*Page extract*
-=-=-

Definition df-nf 1786

Description: Define the not-free predicate for wffs. This is read "𝑥 is not free in 𝜑". Not-free means that the value of 𝑥 cannot affect the value of 𝜑, e.g., any occurrence of 𝑥 in 𝜑 is effectively bound by a "for all" or something that expands to one (such as "there exists"). In particular, substitution for a variable not free in a wff does not affect its value (sbf 2278). An example of where this is used is stdpc5 2216. See nf5 2289 for an alternate definition which involves nested quantifiers on the same variable.

Not-free is a commonly used constraint, so it is useful to have a notation for it. Surprisingly, there is no common formal notation for it, so here we devise one. Our definition lets us work with the not-free notion within the logic itself rather than as a metalogical side condition.

-=-=-

*Problem 1*
Using the df-nf definition page, decide whether each statement agrees with it: (a) a common formal notation for not-free already exists; (b) nf5 gives an alternate definition with nested quantifiers on the same variable; (c) substituting for a variable not free in a wff changes the wff's value. For each, answer yes or no and quote the words of the page that decide it.

*Available data*

-=-=-

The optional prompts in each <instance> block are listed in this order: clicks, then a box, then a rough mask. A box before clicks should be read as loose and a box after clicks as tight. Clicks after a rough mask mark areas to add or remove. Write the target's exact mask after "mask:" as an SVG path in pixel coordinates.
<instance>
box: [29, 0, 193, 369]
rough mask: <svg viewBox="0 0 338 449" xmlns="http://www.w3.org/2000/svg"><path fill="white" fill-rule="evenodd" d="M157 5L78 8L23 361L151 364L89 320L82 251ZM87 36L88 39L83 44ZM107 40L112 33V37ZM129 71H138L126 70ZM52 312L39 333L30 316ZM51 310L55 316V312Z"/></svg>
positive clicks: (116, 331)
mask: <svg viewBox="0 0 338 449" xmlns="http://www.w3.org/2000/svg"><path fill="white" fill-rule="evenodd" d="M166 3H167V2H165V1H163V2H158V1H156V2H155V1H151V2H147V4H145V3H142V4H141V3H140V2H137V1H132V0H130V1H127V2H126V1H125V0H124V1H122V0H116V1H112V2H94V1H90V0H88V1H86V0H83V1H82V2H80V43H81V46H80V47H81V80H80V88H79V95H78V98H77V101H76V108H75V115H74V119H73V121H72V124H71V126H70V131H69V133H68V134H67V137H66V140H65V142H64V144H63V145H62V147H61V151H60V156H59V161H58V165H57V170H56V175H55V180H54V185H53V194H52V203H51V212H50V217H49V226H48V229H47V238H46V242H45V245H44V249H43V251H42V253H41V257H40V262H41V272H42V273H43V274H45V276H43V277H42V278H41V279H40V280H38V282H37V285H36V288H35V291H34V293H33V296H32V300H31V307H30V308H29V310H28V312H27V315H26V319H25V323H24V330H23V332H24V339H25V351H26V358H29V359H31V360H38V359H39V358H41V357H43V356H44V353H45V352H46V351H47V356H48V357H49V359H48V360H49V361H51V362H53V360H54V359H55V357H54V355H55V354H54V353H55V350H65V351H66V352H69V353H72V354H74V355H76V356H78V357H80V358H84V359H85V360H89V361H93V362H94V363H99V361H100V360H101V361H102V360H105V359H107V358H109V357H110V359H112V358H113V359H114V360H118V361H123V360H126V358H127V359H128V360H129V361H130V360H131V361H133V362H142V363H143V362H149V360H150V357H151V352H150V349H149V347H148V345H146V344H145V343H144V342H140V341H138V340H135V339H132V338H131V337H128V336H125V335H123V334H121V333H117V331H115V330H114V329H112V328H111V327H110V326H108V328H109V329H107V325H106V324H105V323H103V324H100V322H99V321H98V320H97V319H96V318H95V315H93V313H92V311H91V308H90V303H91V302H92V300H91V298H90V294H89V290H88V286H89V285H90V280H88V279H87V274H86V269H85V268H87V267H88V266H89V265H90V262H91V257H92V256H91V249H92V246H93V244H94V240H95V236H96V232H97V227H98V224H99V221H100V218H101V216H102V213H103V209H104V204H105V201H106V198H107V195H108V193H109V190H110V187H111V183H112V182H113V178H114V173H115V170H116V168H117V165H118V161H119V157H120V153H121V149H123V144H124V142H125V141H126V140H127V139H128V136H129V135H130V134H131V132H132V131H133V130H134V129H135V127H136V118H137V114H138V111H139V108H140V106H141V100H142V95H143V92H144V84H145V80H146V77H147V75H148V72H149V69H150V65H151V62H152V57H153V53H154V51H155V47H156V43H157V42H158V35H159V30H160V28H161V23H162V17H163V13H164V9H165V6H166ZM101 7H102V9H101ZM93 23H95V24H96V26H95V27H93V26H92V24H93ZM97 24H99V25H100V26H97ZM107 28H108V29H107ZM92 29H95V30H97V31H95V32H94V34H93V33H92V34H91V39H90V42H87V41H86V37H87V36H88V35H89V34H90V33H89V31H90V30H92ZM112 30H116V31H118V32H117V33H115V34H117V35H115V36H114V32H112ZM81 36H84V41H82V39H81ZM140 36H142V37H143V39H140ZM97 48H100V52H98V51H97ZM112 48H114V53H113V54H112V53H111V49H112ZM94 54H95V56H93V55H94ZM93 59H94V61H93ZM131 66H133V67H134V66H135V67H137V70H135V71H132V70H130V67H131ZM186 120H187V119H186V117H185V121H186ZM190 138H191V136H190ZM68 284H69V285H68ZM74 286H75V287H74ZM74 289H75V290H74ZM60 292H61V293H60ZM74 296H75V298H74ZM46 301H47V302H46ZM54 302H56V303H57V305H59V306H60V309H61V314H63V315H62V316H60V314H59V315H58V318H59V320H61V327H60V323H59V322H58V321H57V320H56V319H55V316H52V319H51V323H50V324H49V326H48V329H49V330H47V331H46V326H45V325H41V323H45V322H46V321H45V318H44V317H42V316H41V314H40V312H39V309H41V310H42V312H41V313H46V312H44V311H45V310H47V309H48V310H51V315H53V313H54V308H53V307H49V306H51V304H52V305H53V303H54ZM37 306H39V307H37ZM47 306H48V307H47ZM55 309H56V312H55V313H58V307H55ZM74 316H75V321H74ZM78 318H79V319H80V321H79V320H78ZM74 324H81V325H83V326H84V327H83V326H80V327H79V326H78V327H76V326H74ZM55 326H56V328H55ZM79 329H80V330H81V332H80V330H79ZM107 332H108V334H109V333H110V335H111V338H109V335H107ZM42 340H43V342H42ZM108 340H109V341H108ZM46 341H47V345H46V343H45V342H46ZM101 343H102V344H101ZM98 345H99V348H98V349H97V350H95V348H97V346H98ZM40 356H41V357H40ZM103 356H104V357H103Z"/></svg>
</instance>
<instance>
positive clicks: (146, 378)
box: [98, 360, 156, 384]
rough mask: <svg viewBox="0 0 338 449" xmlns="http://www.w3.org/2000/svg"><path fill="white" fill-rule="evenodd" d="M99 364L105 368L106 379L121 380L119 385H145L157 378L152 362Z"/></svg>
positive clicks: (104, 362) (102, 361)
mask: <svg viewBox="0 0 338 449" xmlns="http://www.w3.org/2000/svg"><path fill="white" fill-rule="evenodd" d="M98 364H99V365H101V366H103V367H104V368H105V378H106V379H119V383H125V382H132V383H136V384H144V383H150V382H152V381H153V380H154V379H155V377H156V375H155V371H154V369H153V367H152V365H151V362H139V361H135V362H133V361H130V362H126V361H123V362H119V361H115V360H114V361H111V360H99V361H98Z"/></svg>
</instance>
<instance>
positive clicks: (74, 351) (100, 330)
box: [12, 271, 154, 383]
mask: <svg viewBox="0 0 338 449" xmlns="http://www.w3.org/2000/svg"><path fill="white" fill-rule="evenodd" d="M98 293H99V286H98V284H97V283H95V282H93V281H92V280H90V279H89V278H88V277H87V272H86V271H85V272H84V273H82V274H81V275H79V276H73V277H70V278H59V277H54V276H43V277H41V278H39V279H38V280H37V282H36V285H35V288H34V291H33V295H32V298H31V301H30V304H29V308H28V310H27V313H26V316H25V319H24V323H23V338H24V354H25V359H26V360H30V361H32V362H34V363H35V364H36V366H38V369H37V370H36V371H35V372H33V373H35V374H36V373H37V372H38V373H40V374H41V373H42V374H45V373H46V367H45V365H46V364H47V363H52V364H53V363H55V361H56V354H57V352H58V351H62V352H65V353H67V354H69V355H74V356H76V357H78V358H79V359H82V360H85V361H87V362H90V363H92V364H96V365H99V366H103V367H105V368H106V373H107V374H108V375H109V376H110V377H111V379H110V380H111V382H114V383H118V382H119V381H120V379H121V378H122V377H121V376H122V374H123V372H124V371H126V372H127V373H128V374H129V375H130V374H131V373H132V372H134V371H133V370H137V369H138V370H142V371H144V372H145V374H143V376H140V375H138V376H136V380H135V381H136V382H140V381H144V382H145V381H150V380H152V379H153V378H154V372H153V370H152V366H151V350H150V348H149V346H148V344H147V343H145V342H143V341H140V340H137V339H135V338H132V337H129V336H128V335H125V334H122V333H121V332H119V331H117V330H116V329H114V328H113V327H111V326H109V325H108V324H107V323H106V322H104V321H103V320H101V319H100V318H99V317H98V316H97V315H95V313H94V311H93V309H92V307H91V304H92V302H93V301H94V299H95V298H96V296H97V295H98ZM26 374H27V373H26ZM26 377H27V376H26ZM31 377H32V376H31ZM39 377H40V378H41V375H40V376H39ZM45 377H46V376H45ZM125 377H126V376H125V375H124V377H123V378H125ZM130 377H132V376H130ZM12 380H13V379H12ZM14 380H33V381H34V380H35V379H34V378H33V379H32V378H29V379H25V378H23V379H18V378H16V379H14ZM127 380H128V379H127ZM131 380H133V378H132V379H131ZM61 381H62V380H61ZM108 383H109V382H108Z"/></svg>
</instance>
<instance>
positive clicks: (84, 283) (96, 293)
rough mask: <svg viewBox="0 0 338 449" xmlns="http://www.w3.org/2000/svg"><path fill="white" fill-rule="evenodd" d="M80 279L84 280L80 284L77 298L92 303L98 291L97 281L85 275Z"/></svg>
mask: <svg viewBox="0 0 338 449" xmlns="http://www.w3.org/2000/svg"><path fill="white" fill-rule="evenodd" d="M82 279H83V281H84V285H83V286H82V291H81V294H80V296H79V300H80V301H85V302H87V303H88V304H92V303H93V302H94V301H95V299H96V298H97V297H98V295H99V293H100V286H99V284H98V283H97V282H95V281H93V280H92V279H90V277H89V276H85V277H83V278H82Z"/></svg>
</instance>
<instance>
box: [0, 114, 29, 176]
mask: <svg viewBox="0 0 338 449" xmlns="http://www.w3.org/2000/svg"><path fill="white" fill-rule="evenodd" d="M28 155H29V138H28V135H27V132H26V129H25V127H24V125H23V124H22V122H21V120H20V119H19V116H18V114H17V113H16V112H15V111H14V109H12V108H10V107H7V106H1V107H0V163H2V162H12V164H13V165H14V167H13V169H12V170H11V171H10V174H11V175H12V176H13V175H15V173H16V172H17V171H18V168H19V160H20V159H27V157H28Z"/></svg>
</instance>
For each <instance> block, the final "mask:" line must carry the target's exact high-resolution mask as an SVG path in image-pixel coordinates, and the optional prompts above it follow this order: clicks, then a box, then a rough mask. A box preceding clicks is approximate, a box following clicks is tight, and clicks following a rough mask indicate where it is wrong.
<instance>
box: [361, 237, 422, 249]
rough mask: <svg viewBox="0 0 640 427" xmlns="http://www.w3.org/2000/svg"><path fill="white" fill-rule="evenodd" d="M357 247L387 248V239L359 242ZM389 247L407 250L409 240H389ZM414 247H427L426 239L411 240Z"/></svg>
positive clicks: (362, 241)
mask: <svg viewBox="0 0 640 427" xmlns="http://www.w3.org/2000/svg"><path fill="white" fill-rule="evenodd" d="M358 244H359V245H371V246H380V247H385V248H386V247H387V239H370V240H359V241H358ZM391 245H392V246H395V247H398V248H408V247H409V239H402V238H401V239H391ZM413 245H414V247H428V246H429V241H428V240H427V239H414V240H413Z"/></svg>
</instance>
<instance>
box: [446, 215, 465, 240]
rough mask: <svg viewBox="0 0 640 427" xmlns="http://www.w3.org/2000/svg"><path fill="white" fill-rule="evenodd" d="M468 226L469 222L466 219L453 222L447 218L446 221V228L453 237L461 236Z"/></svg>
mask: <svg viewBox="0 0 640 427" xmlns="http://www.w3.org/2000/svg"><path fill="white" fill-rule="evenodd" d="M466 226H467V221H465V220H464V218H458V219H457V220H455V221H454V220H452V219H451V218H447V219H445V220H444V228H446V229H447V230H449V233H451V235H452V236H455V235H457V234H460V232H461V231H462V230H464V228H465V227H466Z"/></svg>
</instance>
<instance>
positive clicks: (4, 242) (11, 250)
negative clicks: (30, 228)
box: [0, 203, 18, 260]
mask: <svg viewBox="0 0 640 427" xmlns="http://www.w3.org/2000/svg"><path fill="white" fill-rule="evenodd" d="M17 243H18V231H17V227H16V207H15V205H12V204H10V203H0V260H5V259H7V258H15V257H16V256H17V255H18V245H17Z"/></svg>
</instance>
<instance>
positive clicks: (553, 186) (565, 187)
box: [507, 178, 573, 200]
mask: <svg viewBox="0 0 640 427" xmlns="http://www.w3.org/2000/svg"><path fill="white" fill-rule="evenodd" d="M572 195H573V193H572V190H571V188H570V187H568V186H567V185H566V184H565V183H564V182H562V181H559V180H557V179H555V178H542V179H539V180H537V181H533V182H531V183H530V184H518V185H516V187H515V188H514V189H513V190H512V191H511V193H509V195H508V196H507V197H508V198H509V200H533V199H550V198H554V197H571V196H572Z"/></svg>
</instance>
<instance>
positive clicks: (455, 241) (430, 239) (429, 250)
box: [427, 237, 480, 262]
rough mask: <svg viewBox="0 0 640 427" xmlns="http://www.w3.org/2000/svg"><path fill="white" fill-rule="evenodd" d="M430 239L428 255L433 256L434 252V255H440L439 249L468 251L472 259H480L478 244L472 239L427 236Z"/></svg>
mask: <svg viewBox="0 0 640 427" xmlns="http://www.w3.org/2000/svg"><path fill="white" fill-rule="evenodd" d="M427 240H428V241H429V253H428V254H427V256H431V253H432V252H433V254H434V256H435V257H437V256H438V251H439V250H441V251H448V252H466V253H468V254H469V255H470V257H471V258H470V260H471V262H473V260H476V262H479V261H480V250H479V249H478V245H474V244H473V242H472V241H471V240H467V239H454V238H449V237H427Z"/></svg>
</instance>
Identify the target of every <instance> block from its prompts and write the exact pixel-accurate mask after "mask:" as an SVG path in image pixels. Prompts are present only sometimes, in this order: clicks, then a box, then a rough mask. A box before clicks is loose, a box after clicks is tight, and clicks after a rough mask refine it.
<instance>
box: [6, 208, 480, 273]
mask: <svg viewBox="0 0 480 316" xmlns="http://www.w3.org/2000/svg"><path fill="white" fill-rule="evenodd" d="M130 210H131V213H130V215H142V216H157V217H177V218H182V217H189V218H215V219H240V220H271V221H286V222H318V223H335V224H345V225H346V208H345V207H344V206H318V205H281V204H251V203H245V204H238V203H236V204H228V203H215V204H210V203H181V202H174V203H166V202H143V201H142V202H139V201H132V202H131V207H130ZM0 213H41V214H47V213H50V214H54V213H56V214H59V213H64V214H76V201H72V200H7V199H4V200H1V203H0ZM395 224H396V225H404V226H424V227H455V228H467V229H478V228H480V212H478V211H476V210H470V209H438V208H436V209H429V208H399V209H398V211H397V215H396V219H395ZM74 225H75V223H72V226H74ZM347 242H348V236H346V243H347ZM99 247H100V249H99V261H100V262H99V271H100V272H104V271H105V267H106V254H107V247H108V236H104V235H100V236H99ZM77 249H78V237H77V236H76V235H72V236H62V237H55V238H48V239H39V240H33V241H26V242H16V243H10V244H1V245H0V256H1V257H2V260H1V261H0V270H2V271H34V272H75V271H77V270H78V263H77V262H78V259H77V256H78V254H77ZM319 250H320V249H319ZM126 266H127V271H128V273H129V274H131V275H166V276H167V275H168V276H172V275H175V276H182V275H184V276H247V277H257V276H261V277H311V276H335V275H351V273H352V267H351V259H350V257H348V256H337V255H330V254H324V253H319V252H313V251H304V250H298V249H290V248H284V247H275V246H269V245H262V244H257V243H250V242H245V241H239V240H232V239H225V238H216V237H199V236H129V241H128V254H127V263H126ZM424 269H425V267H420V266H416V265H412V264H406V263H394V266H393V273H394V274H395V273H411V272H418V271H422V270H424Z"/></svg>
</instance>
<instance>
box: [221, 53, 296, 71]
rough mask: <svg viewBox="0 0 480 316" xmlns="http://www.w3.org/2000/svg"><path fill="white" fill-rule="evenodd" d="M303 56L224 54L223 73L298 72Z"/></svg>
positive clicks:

-=-=-

*Problem 2*
In the rows, rewrite the lines from the first line through the line with "box: [29, 0, 193, 369]", changing "rough mask" to "coarse mask" and leaving everything else as it stands. Give only those lines.

*Task solution 1*
(a) No: "Surprisingly, there is no common formal notation for it, so here we devise one."
(b) Yes: "See nf5 2289 for an alternate definition which involves nested quantifiers on the same variable."
(c) No: "substitution for a variable not free in a wff does not affect its value"

*Task solution 2*
The optional prompts in each <instance> block are listed in this order: clicks, then a box, then a coarse mask. A box before clicks should be read as loose and a box after clicks as tight. Clicks after a coarse mask mark areas to add or remove. Write the target's exact mask after "mask:" as an SVG path in pixel coordinates.
<instance>
box: [29, 0, 193, 369]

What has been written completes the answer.